EXTRACT PROVIDED.

• • •

We all know some people we call authentic. These are friends that we regard as genuine, trustworthy, reliable, worthy of belief, honest and factual. These persons “know who they are,” we say, and are not influenced by what others would like them to do or be.
On the other hand, we all know people who are inauthentic. These people are not trustworthy; in fact, they try to deceives us with “fake news” that makes them look good and those who disagree with them look bad. We often call such people egotistical.
My American Heritage Dictionary tells me that if you are egotistical you are “concerned chiefly or only with yourself and your advantage to the exclusion of others.” We all know people like that. Sometimes they go into politics.
But here is my point. We are all capable of being both authentic and inauthentic, even though we do seem to pay more attention to the later since they make better “copy” or “visuals.”
We see authenticity whenever there is a tornado, flood, hurricane, or other natural (or unnatural) disaster. People of all (or no) political persuasion, and of all, races, creeds, colors or sexual orientations hurry to help their suffering neighbors. It happens frequently enough that television reporters have to give it some attention before they turn back anxiously to the latest “unprecedented” political scandal.
And since humans behave both authentically and inauthentically, it is clear that we do have a choice, despite the fact that Flip Wilson, a favorite comic of the 1970s, liked to say about bad behavior that “the devil made me do it.” My faith puts the blame on humans, not on God or the Devil.
Our civic life in recent years, however, has been exploding with inauthentic behavior. We have had a President of the United States who has convinced millions of his followers to believe and repeat things that are simply not true—about voting totals, COVID-19, racial behavior, climate change, and his own behavior.
Perhaps more disturbing, owners of social and regular media sites have, until very recently, allowed this president to lie without major consequence. Many media outlets and channels have not adequately responded to Donald Trumps support of white supremacists and his hostility to “others,” whether they be African-Americans, desperate immigrants from central America, or Muslims.
But, as politicians like to say today, there is “enough blame to go around.” With the exception of Stacey Abrams in Georgia, there has been no sustained national effort by leading Democrats to address Republican voter suppression efforts. Former President Obama said he was going to work on this when he left office, but we have heard little about this from him for the past four years.
If it is true that we can choose between authentic and inauthentic (some of my conservative religious friends might prefer words like righteous and sinful), why don’t we make the better choice more often?
I don’t know the answer, but I do know that people whom I would call authentic seem to be in a clear minority. This may be due to the fact that authenticity goes deep in a person’s character, beyond our head and our heart, our thoughts and emotions.
We cannot be authentic if we listen only to the voice of our “false self,” that part of our ego that is responsible for our selfishness and that draws us away from caring and compassion, and even truth itself.
To the extent that we ignore that false self, we are able to embrace honesty, self-acceptance, love of neighbor and even “enemies.”
Major religions all espouse a version of the “Golden Rule,” do unto others what you would have them do unto you.” That realistic Chinese sage Confucius reversed it, saying that we should not do to others what we didn’t want them to do to us.”
It must be hard to do this, or we would not be in the state we are in in America and the world today. Yet, as we turn the political page in Washington this month, we are given one more chance to choose knowledge over ignorance, wisdom over folly, common good over conspiracy, and maybe even love over hate.

• • •

DATA BELOW.
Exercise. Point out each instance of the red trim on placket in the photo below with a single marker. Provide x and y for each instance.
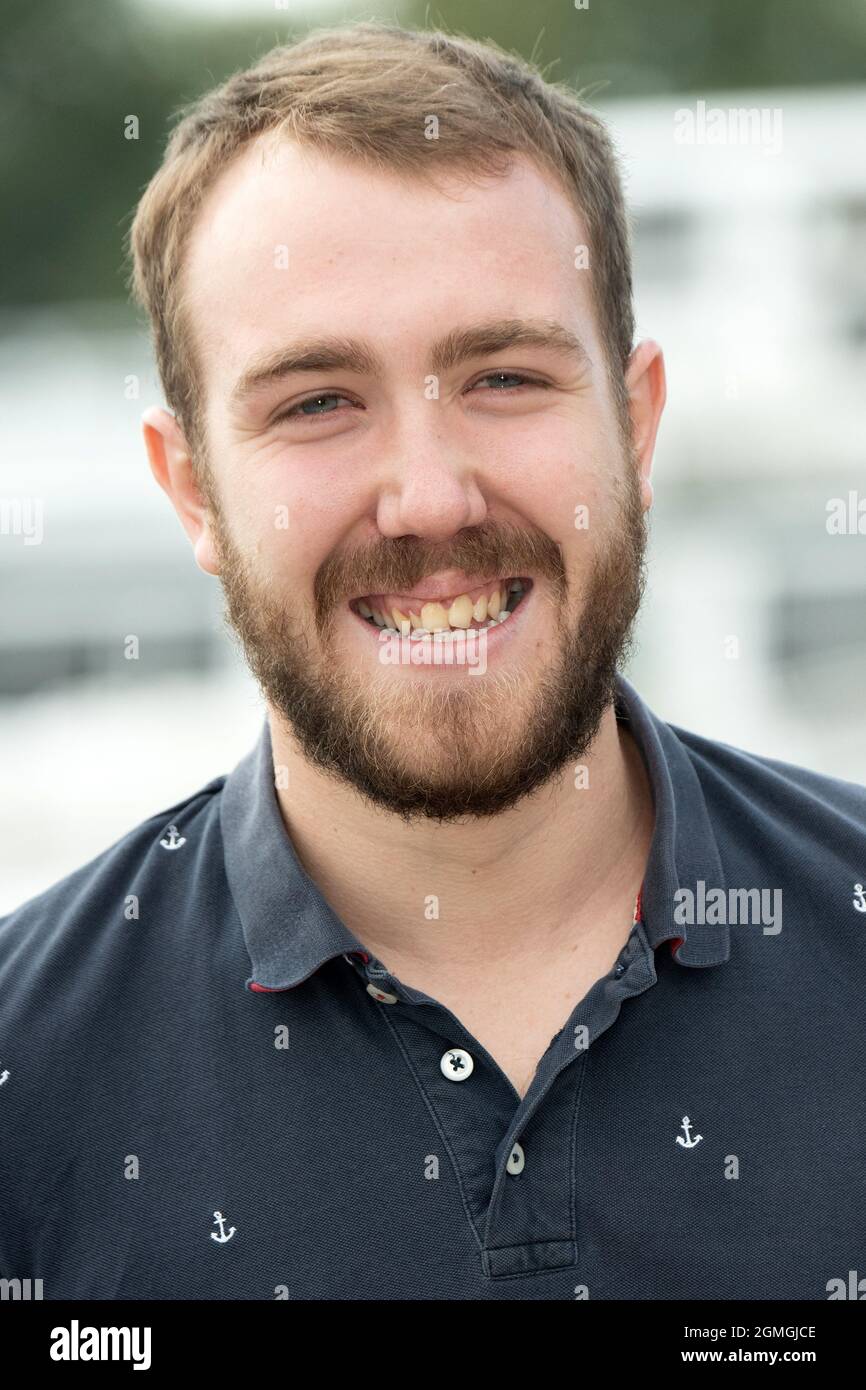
(674, 943)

• • •

REQUIREMENT 1.
Extract the part of the authenticity column between "On the other" and "go into politics.", inclusive.
REQUIREMENT 2.
Answer these from the authenticity column:
(a) Which comic liked to say "the devil made me do it"?
(b) Who is named as the exception to the lack of a sustained national effort by leading Democrats on voter suppression?
(c) How did Confucius change the Golden Rule?
REQUIREMENT 3.
Say whether each statement agrees with the authenticity column, and quote the words that decide it.
(a) The writer cites the American Heritage Dictionary.
(b) The writer says authentic people seem to be in a clear majority.
(c) Flip Wilson is described as a favorite comic of the 1980s.
You won't need the data here.

PROBLEM SOLUTION 1.
On the other hand, we all know people who are inauthentic. These people are not trustworthy; in fact, they try to deceives us with “fake news” that makes them look good and those who disagree with them look bad. We often call such people egotistical.
My American Heritage Dictionary tells me that if you are egotistical you are “concerned chiefly or only with yourself and your advantage to the exclusion of others.” We all know people like that. Sometimes they go into politics.

PROBLEM SOLUTION 2.
(a) Flip Wilson.
(b) Stacey Abrams in Georgia.
(c) He said we should not do to others what we didn't want them to do to us.

PROBLEM SOLUTION 3.
(a) Yes: "My American Heritage Dictionary tells me"
(b) No: "people whom I would call authentic seem to be in a clear minority"
(c) No: "a favorite comic of the 1970s"